§ **Assignment**
Copy all the records exactly, but keep the pictures out of your version.

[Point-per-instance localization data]

----------

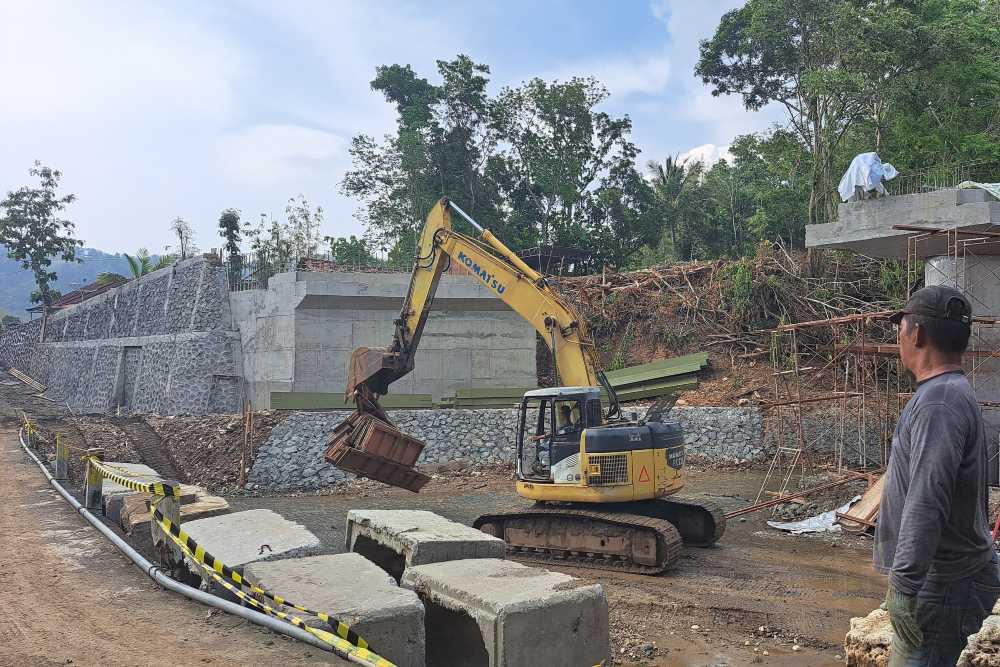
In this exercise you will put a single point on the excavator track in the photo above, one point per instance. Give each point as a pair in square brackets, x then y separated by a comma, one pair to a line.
[617, 541]
[699, 522]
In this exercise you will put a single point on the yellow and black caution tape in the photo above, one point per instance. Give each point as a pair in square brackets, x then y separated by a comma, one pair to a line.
[341, 645]
[205, 558]
[155, 488]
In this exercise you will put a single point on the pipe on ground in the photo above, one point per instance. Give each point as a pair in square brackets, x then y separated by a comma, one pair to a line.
[153, 571]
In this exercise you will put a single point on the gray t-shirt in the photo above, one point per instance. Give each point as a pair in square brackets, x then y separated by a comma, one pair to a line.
[932, 523]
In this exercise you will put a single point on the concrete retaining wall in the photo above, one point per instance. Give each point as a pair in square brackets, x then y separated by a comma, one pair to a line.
[161, 344]
[298, 334]
[292, 457]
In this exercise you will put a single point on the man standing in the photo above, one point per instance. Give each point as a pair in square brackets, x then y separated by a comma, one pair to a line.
[933, 536]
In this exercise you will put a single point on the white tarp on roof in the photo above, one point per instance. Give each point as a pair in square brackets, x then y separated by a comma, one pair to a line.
[868, 171]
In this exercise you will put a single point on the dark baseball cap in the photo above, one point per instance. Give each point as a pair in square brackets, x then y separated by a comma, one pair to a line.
[940, 301]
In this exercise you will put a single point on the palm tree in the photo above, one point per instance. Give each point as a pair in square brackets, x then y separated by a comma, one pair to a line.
[139, 266]
[668, 183]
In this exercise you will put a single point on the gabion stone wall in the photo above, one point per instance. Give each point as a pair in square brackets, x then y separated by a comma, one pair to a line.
[729, 434]
[292, 457]
[17, 344]
[161, 344]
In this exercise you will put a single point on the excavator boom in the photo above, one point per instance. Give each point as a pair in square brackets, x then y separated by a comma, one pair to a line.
[501, 271]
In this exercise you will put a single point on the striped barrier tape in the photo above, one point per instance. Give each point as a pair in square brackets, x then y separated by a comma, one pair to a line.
[206, 559]
[340, 645]
[155, 488]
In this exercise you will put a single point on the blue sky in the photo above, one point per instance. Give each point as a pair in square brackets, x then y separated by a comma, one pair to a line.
[154, 111]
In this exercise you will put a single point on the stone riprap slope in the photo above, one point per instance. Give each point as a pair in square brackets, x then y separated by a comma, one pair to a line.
[292, 457]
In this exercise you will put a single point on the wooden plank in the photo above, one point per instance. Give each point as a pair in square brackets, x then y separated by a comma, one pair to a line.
[700, 358]
[658, 389]
[653, 376]
[864, 512]
[487, 402]
[308, 400]
[492, 392]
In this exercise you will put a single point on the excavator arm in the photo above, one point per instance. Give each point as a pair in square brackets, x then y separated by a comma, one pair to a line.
[500, 271]
[366, 443]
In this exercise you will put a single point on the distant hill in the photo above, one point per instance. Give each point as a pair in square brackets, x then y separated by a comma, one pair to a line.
[16, 284]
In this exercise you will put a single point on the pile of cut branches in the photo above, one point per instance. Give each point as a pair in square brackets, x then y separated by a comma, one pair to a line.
[727, 306]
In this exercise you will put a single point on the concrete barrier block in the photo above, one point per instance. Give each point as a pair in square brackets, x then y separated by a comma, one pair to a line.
[135, 516]
[501, 613]
[241, 538]
[114, 493]
[356, 591]
[398, 539]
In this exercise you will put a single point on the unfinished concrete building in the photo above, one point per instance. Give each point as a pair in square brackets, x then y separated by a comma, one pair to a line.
[952, 235]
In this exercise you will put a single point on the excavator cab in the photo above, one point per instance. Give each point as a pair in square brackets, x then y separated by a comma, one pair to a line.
[550, 425]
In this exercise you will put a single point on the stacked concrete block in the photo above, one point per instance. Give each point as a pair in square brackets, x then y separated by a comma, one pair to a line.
[115, 493]
[500, 613]
[135, 516]
[399, 539]
[355, 591]
[241, 538]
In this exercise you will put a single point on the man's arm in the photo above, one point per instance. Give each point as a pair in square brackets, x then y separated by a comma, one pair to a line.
[937, 437]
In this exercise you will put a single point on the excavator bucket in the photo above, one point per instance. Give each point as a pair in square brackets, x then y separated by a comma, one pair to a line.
[370, 367]
[366, 443]
[373, 448]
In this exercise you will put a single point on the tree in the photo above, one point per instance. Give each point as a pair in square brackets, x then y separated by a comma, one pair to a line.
[670, 181]
[185, 238]
[829, 63]
[303, 227]
[538, 163]
[139, 265]
[442, 141]
[33, 232]
[350, 251]
[230, 231]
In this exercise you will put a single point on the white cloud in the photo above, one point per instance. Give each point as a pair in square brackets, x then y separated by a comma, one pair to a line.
[123, 61]
[706, 154]
[624, 77]
[270, 155]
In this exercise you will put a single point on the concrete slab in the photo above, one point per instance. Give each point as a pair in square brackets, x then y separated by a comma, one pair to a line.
[398, 539]
[501, 613]
[241, 538]
[866, 226]
[113, 492]
[135, 517]
[358, 592]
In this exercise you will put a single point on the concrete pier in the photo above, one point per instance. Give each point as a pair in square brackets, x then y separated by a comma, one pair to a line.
[298, 334]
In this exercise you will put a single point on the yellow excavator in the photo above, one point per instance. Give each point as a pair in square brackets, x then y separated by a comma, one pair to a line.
[605, 486]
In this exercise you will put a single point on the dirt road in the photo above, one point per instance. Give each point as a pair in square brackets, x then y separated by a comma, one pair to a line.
[706, 612]
[69, 597]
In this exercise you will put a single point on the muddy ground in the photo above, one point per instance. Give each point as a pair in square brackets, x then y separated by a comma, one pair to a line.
[759, 597]
[71, 598]
[802, 590]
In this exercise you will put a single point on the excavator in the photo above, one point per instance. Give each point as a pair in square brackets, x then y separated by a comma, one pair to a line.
[605, 486]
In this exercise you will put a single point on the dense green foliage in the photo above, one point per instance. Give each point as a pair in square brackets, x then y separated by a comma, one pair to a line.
[536, 164]
[918, 82]
[350, 251]
[33, 232]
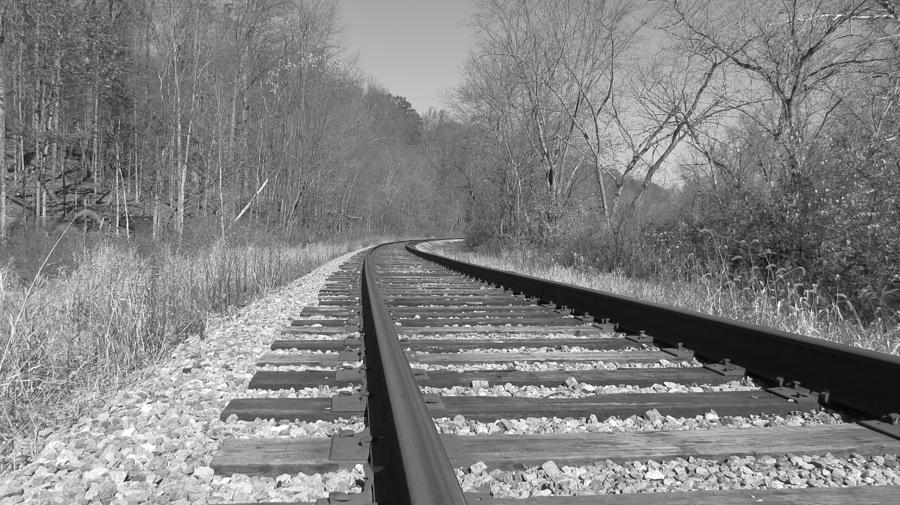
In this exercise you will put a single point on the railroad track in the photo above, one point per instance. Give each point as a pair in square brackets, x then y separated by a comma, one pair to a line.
[538, 388]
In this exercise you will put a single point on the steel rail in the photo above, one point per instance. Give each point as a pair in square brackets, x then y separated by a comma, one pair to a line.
[860, 379]
[410, 463]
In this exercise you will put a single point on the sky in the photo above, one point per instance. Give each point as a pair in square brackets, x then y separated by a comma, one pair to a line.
[414, 48]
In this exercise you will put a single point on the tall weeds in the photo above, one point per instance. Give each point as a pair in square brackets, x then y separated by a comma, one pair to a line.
[114, 312]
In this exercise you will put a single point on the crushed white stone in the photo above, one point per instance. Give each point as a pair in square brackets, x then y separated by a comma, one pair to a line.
[652, 420]
[575, 389]
[154, 440]
[478, 335]
[538, 350]
[680, 474]
[544, 366]
[503, 336]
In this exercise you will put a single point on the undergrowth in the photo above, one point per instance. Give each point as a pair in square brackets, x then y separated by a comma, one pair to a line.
[764, 296]
[119, 308]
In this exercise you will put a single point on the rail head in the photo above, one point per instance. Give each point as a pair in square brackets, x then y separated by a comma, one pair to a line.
[406, 449]
[859, 379]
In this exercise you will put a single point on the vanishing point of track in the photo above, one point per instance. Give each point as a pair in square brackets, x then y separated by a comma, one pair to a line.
[427, 321]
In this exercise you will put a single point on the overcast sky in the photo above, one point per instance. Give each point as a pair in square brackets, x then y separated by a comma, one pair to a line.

----------

§ **Exercise response**
In this exercise you will put a single point on the excavator track in the photo above, one point per instance. Give each point as a pair in square brackets, x then y separated by a comma, one pair to a line.
[617, 541]
[699, 522]
In this exercise you will put a single point on the yellow and black caution tape in the photo above, one point per instance. Give each point as a pair in square brackets, x then y separated by a comma, one pair to a line.
[341, 645]
[205, 558]
[155, 488]
In this exercise you will put a single point on the pipe on ground in the photo above, one point per instance. Give each point as a pair in square brackets, x then y separated by a comma, one pair to a line.
[153, 571]
In this exercise you will put a single point on the gray t-shirt in the photo above, one point per instance. Give each point as a pair in square brackets, x then y separated by a comma, one pair to a line.
[932, 523]
In this exercise you will put a single point on the concrete retaining wall in the photo above, one point per instance. Give each point as a pair in square brackets, x then y separated by a comma, one pair to a line.
[161, 344]
[298, 334]
[292, 457]
In this exercise you will put a single point on the man standing in the photo above, one point per instance. Give each point as a pair in square brackets, x then y separated by a comma, one pair to a line.
[933, 536]
In this exercise you will put a single point on the white tarp on roof in the photo above, one point per instance. Give each point as a pair in square brackets, x then y separated by a comma, one pair to a line.
[868, 171]
In this exercise you will put a single point on the dark baseball cap in the photo above, one point per instance. Give each point as a pair in square brackets, x then y separated by a comma, one pair to a line.
[940, 301]
In this exercise you will put a single point on the palm tree in the photo above, one point per instance. Give each point as a pair in square brackets, x then y separated by a comma, one pair to a line.
[139, 266]
[668, 183]
In this exercise you will put a single point on the gabion stone wall in the photo above, one point per instance. Give each point as a pair in square brackets, x then y separated by a comma, one pair to a line.
[729, 434]
[292, 457]
[17, 344]
[161, 344]
In this exercise you will put a single point on the excavator boom in the photo above, one point per instance. Give each point as a pair in square brackets, x then y separated by a comma, one pair to a line.
[501, 271]
In this exercise you will put a single point on the striped barrier tape in the photo above, one point per instance. Give each point as a pair in square brackets, x then y separated by a comma, one pair to a line.
[206, 559]
[340, 645]
[155, 488]
In this exercise you will put a single point on the blue sky in the photo above, one point per instance. Give each point as a pair in square brackets, x then y separated by a comma, one pair to a line.
[154, 111]
In this exercise you will put a single point on the stone riprap slope in the photo above, one point per instance. Give each point as a pair in square brackets, x then y separated by a comma, one pair to a line.
[292, 457]
In this exercise you will put a single point on the wooden plank in the photo above, one point per instance. Give each point as a pair in square brackets, x then y separated by a comma, one pair to a line.
[700, 358]
[658, 389]
[653, 376]
[864, 512]
[487, 402]
[308, 400]
[492, 392]
In this exercise you will put a single point on the excavator arm in the photo above, one point per instance. Give each point as a pair in square brackets, x then y separated by a comma, one pair to a line.
[500, 271]
[366, 443]
In this exercise you will put a single point on the distant hill in the photo above, one point per instance. Give each point as a pair in square brackets, x then y separated by a comma, one pair to a line.
[16, 284]
In this exercise you will put a single point on the pile of cut branches in the photo above, one point per instance. Give each point as a pair in square brackets, x then y separated by a comma, one pair to a line.
[727, 306]
In this exercise you will put a single point on the concrete barrier block in the photo above, one point per instance. Give each point as a pair in square brackets, x then y separated by a comma, one pair to a line.
[135, 516]
[501, 613]
[241, 538]
[114, 493]
[356, 591]
[398, 539]
In this exercise you will put a single point on the unfinished concrete building in the photo above, one point per instance. Give each point as a pair in square brackets, x then y separated by a comma, one pair to a line.
[952, 235]
In this exercise you will put a single point on the excavator cab in the photo above, one point per instance. Give each point as a pair in square brackets, x then y separated by a comma, one pair to a line.
[550, 425]
In this exercise you will put a single point on the stacked concrete block in the photo above, one point per instance. Give each point as a pair in square brackets, x then y separated by a comma, one pair to a line.
[115, 493]
[500, 613]
[135, 516]
[399, 539]
[355, 591]
[241, 538]
In this exercise you will put a single point on the man's arm in the photo above, one point per instance. Give each point as a pair in square brackets, x then y separated by a comma, one pair to a line.
[937, 437]
In this exercise you will put a single point on the excavator bucket in the photo above, one point per instance. Give each point as a pair in square brackets, x then y separated by a comma, one pair to a line.
[370, 367]
[366, 443]
[373, 448]
In this exercise you will put a single point on the tree in the photo above, one point per instance. Give each point as a pair in square brackets, x then y separated by a comma, one pair to a line.
[670, 181]
[185, 238]
[829, 63]
[303, 227]
[538, 163]
[139, 265]
[442, 141]
[33, 232]
[350, 251]
[230, 231]
In this exercise you will put a single point on the white cloud in the photo above, one point per instance. Give each point as a pair in square brackets, x then y separated by a comma, one pair to a line.
[123, 61]
[706, 154]
[624, 77]
[270, 155]
In this exercise you will put a single point on the concrete slab in the photo above, one point per instance. Give each point as a pair in square brackets, x then y separated by a comma, one pair to a line.
[398, 539]
[501, 613]
[241, 538]
[866, 226]
[113, 492]
[135, 517]
[358, 592]
In this exercise you will put a single point on the concrete pier in the photo above, one point per instance. Give each point as a pair in square brackets, x then y separated by a comma, one pair to a line.
[298, 334]
In this exercise you will put a single point on the yellow excavator in the photo above, one point per instance. Give each point as a pair in square brackets, x then y separated by a comma, one pair to a line.
[605, 486]
In this exercise you will put a single point on the dirt road in the photo above, one point per instance. Give each point as a pair in square brackets, x then y separated by a comma, one pair to a line.
[706, 612]
[69, 597]
In this exercise you will put a single point on the muddy ground in the photo above, one point per instance. Give each point as a pair in square brackets, x then y separated by a comma, one pair to a line.
[759, 597]
[71, 598]
[802, 590]
In this exercise you will put a single point on the excavator in the photo above, one point per instance. Give each point as a pair in square brackets, x then y separated by a comma, one pair to a line.
[605, 486]
In this exercise you will put a single point on the dense green foliage in the photo above, one point per instance. Give each point as a pair in square brackets, x then y separated by a comma, one pair to a line.
[536, 164]
[918, 82]
[350, 251]
[33, 232]
In this exercise you will put a single point on the railroad track in the photo above, one point per instance. Give each point as a pair in square brackets, x then y separated by a comma, one pair to a line.
[538, 388]
In this exercise you will put a single point on the steel rail in the photo above, one point per instance. Give each point as a pair in square brackets, x then y separated by a comma, one pair to a line.
[860, 379]
[410, 463]
In this exercise you will put a single point on the sky in the photo above, one point per instance. Give each point as a pair in square brackets, x then y separated by a comma, one pair to a line.
[414, 48]
In this exercise you will put a single point on the tall weeds in the photo above, one point per instance. Give each point as a pair in square brackets, x then y separated by a comma, one pair to a line.
[114, 312]
In this exercise you will put a single point on the crushed white stone in the photo above, one point per instance. Give each point as a pair in square brackets, x then y separated by a comma, one pair to a line.
[652, 420]
[575, 389]
[154, 440]
[478, 335]
[538, 350]
[680, 474]
[544, 366]
[503, 336]
In this exercise you will put a single point on the undergrowth in the photo above, one point per instance. Give each point as a pair in square brackets, x then y separated by a comma, one pair to a line.
[764, 296]
[119, 308]
In this exercise you will put a single point on the rail head in the photo above, one point per instance. Give each point as a pair in square brackets, x then y separated by a comma, one pair to a line.
[406, 449]
[859, 379]
In this exercise you will put a single point on the vanishing point of track in the photo above, one point per instance. Give each point as a pair in square brackets, x then y separated by a comma, one pair to a line.
[427, 321]
In this exercise you will put a single point on the overcast sky in the photo above, one point per instance. Give each point as a pair in square brackets, x then y separated by a comma, one pair to a line.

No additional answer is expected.